*УСЛОВИЕ ЗАДАНИЯ:*
Отберите из приведённых ниже строк те, в которых встречается слово «saddle», и перепишите их.

□ □ □ □

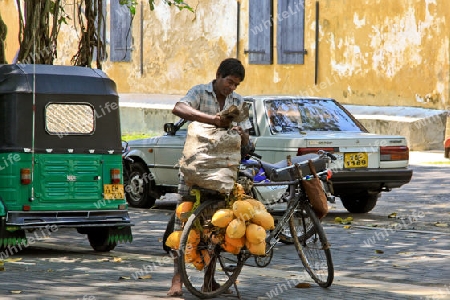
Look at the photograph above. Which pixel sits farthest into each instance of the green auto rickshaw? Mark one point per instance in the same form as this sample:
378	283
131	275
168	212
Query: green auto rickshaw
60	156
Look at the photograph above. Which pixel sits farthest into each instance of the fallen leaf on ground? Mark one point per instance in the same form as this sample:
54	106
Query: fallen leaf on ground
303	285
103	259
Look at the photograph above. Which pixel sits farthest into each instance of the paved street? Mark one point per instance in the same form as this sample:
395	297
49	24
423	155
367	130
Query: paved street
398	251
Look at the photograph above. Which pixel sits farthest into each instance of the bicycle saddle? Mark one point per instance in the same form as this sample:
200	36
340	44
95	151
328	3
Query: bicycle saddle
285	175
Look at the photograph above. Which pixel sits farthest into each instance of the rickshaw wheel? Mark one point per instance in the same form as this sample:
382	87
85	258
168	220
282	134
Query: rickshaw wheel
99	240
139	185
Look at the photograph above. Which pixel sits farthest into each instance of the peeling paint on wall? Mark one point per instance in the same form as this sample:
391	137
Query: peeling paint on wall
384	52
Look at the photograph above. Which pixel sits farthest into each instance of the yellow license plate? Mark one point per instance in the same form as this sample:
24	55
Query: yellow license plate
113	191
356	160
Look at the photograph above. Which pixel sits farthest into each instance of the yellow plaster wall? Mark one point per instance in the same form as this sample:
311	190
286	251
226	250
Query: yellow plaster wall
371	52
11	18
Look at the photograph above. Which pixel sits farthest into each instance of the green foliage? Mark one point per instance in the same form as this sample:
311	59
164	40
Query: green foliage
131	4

□ □ □ □

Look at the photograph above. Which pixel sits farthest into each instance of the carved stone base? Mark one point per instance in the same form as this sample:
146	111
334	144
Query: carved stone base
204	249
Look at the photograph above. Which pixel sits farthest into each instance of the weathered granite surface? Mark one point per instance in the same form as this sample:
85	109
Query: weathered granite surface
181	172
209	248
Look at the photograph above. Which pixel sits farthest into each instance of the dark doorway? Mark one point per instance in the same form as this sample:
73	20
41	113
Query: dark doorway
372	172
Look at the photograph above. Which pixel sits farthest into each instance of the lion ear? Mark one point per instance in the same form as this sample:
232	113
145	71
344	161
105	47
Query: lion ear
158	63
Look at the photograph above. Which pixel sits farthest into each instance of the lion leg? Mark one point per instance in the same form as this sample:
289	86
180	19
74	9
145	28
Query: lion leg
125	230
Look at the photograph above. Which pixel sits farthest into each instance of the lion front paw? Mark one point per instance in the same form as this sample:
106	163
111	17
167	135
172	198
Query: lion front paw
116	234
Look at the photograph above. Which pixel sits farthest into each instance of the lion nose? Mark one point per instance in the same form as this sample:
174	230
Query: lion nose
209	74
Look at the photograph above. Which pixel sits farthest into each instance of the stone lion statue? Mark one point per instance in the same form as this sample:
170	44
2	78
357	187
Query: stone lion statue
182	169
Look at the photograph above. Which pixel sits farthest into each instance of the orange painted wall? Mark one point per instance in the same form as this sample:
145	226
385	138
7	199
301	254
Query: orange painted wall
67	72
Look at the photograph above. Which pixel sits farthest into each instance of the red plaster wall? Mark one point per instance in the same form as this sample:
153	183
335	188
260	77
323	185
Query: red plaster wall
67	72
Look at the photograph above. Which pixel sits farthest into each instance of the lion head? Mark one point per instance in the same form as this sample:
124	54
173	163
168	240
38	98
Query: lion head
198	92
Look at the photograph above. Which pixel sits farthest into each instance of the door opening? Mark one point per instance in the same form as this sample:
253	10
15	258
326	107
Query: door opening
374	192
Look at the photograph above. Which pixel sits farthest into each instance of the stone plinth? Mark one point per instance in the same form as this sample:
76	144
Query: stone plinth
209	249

□ □ □ □

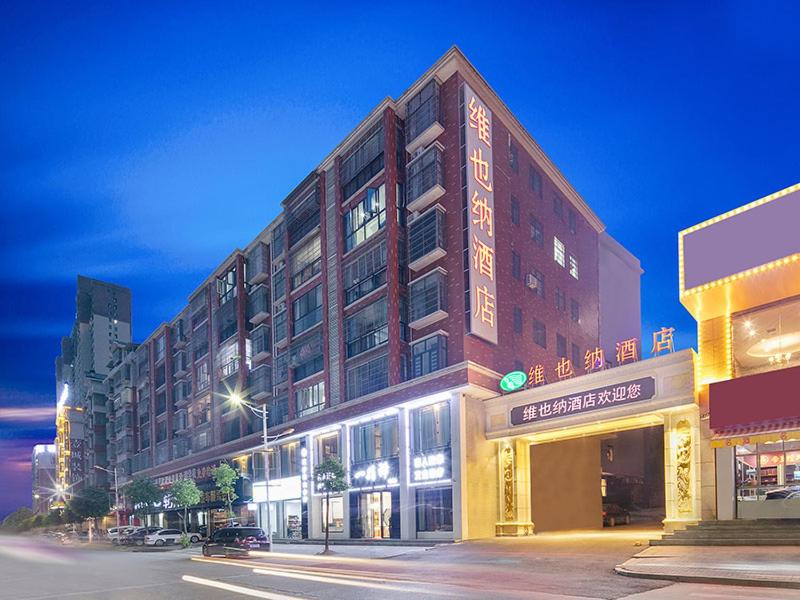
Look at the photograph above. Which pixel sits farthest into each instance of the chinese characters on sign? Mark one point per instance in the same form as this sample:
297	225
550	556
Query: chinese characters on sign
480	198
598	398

□ □ □ □

*ОТВЕТ К ЗАДАНИЮ:*
Look at the photograph above. Which pixel sits farthest into each instance of the bicycle saddle? Mark one point per instance in the same form as this sample:
Query: bicycle saddle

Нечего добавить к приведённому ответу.